## WORK INSTRUCTION
Reproduce exactly the line that contains "Test yourself! Look at the image and find the thatched straw" and all lines that follow it in the records below, ending with the last one.

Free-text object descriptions

════

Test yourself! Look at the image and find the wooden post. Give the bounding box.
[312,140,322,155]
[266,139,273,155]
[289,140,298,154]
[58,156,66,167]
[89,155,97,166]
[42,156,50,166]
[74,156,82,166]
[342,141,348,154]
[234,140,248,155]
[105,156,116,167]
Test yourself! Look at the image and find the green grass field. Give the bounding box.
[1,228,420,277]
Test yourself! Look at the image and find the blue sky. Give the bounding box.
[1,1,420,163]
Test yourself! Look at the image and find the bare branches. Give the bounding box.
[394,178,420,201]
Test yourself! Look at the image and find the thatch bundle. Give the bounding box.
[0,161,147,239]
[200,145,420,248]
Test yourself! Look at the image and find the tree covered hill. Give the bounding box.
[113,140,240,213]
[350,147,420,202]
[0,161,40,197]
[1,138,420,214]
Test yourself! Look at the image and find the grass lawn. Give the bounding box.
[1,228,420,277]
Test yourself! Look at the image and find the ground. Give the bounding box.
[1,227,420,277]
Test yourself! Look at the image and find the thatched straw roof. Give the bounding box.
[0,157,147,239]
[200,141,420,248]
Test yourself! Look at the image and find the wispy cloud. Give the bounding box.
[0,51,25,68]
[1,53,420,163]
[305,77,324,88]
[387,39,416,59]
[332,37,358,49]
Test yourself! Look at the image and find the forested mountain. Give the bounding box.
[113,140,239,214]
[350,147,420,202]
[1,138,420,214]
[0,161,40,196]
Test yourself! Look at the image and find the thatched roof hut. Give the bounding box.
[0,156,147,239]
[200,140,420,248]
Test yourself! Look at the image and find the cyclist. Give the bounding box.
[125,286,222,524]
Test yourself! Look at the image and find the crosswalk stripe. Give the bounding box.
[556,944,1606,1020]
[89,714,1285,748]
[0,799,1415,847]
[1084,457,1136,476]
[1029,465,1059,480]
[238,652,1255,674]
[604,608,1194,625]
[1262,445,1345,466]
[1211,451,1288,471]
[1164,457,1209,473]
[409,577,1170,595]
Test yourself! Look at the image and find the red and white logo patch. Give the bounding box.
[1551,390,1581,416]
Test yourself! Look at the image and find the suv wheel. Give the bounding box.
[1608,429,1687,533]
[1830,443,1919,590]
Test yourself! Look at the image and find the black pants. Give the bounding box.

════

## SOLUTION FOR THIS PROBLEM
Test yourself! Look at the image and find the thatched straw roof. Give the bounding box.
[0,157,147,239]
[200,141,420,248]
Test yourself! Look at the image and find the wispy cloud. Give the bounding box.
[0,51,25,68]
[1,53,420,163]
[305,77,324,88]
[387,39,416,59]
[332,37,358,49]
Test yourself! Look at the image and find the forested mountain. Give the bounding box.
[113,140,239,214]
[350,147,420,202]
[1,138,420,214]
[0,161,40,196]
Test yourself! Look at the image and find the thatched roof hut. Give the bounding box.
[0,156,147,239]
[200,140,420,248]
Test yourself! Look at the image and find the cyclist. Give the bounding box.
[125,286,222,524]
Test yourself! Look at the image and find the crosswalk stripe. Give the bounding box.
[556,944,1606,1020]
[89,714,1285,748]
[0,799,1415,847]
[1084,457,1136,476]
[1029,465,1059,480]
[238,652,1255,674]
[604,608,1194,625]
[1262,445,1345,466]
[1211,451,1288,471]
[1164,457,1209,473]
[409,577,1170,595]
Test yourself! Look at the image and find the red and white logo patch. Give the bounding box.
[1551,390,1581,416]
Test yourself! Look at the image and find the suv wheel. Give the bounding box.
[1608,429,1687,533]
[1830,443,1919,590]
Test yourself! Look at the image and find the black pants. Give the bounding box.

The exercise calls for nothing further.